**What is expected:**
Please print every one of the rows below line for line, without any changes. Leave the pictures out.

**Excerpted records:**

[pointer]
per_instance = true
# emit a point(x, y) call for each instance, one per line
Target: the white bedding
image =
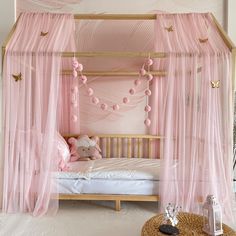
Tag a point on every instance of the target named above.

**Result below:**
[pointer]
per_instance = true
# emit a point(x, y) call for each instance, one per line
Target: the white bedding
image =
Tag a point on every instance of the target named above.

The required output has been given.